Aim: Copy the data below in full, every line from the one containing "Can you find the wide-brimmed" down to the one containing "[[106, 46], [72, 52]]", both ends included and nothing outside that span. In each bracketed answer, multiply every coordinate by 0.9 and round the result to a whole number, with halves rounded up.

Data section:
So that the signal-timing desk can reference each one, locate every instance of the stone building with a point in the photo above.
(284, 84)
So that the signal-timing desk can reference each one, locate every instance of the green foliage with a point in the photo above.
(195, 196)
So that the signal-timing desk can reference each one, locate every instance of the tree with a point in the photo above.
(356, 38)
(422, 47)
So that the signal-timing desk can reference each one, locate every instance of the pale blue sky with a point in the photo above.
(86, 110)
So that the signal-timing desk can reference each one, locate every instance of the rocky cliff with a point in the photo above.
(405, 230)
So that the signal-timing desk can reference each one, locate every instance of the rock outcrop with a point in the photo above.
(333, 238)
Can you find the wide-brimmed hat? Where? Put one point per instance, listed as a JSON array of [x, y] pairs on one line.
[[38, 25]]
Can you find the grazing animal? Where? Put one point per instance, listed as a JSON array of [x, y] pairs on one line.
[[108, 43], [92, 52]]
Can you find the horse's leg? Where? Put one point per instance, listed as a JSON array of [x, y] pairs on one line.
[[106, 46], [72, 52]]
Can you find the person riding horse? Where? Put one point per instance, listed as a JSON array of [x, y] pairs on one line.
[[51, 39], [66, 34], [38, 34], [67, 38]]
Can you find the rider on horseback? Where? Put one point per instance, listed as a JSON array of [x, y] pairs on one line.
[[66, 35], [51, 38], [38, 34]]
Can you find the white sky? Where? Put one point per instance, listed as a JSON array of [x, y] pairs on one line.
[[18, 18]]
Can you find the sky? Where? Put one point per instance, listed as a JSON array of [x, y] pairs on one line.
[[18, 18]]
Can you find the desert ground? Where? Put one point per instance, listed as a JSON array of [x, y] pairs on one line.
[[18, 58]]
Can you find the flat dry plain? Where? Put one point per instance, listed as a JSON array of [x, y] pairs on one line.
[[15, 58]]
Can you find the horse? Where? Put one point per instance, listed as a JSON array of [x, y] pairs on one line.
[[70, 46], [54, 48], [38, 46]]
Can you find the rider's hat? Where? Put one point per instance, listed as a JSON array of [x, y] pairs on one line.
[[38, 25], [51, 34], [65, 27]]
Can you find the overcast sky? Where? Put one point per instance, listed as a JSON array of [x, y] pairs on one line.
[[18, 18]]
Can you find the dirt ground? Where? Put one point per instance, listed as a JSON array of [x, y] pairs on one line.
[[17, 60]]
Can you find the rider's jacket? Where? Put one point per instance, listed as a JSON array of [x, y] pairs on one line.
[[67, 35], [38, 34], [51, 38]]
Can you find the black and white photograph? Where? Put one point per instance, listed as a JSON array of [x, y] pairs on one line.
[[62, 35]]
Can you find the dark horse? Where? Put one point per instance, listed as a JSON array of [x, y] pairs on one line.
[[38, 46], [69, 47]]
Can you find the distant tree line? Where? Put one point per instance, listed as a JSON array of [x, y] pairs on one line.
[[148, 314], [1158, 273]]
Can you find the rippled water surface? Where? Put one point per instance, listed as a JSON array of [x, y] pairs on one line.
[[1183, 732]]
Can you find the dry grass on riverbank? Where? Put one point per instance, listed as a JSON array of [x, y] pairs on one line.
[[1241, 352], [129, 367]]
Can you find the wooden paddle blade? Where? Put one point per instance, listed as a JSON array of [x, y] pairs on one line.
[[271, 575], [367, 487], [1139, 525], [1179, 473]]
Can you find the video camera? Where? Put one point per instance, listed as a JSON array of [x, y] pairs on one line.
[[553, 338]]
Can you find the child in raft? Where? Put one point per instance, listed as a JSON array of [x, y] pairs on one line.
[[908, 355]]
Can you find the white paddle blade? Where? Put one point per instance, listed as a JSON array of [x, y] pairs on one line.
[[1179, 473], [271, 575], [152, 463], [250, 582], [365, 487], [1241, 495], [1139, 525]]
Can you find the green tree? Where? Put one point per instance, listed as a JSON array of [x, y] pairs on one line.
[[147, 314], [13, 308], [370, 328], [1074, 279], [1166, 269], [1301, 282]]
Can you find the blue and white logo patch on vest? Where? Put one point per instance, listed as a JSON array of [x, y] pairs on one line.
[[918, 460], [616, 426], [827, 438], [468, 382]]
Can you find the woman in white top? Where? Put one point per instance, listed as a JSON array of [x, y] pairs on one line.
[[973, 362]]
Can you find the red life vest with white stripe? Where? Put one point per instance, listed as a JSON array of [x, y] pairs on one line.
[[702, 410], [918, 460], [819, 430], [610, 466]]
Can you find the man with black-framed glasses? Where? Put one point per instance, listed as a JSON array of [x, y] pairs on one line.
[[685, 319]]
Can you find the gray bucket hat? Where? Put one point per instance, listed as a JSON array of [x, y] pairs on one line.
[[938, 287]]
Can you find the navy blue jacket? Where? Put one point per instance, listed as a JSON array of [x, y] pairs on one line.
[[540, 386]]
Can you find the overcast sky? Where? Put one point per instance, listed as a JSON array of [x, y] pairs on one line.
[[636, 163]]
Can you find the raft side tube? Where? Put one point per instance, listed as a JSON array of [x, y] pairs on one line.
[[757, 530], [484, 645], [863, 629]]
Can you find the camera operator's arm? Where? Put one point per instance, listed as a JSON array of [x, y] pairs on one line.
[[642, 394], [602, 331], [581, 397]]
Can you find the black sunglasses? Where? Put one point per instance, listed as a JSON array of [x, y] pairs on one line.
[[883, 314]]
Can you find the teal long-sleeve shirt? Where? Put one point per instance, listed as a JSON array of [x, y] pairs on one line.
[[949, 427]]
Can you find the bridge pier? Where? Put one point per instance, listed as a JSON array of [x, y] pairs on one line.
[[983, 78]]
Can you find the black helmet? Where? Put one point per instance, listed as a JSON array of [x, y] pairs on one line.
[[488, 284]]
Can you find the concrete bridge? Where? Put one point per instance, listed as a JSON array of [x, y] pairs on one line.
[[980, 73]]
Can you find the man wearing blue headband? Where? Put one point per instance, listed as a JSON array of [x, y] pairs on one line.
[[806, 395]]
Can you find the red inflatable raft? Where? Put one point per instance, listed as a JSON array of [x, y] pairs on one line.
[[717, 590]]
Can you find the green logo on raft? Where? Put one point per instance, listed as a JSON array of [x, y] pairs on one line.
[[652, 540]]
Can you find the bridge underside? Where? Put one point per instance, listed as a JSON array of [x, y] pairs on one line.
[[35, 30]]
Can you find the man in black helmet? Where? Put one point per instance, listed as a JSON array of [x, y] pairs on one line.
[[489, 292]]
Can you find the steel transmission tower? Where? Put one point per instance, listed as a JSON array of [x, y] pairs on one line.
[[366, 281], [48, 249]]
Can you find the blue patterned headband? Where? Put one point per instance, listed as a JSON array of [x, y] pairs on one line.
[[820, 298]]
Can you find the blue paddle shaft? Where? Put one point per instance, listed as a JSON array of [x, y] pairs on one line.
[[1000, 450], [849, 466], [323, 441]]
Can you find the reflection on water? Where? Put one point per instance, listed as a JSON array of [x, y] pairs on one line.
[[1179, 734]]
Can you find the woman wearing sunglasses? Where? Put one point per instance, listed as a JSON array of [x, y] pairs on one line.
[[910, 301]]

Correct answer:
Can you find the wide-brimmed hat? Where? Put one point per instance, listed as a JSON array of [x, y] pairs on one line.
[[34, 23]]
Can you find the grazing animal? Where? Put one point per instance, listed as a JSON array of [x, y] pairs on one line.
[[97, 39], [83, 47]]
Can you find the horse's leg? Where? Put one point per instance, listed as a JSON array of [x, y] pairs on one line.
[[95, 41], [65, 47]]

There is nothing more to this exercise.